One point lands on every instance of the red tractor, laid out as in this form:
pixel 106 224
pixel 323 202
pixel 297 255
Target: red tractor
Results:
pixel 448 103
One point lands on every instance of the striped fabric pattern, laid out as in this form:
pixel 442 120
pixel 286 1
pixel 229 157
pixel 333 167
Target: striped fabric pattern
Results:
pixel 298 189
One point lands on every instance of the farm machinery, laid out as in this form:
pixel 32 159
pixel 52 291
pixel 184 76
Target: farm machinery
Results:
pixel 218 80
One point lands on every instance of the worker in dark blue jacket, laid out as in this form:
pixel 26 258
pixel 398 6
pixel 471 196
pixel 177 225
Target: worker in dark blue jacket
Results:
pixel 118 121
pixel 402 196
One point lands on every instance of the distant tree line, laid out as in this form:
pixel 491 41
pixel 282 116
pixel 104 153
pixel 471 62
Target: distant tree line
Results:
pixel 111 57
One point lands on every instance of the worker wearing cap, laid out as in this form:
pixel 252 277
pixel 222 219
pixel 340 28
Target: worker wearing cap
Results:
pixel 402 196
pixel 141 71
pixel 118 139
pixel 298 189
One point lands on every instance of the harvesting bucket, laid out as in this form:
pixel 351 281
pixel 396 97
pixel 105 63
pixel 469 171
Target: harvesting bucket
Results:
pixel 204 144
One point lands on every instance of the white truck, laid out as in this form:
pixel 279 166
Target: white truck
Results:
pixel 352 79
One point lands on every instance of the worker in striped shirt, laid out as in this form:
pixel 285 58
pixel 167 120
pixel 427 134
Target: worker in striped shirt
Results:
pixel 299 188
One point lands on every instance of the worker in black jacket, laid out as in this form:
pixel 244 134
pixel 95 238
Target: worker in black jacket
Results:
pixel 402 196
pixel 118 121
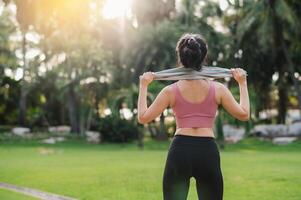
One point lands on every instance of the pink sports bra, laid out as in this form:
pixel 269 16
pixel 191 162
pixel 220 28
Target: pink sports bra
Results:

┄┄┄┄┄┄

[Instructions for the task] Scan the listing above and work out how many of its lines contain the word "form". Report only that number.

[Exercise result] 11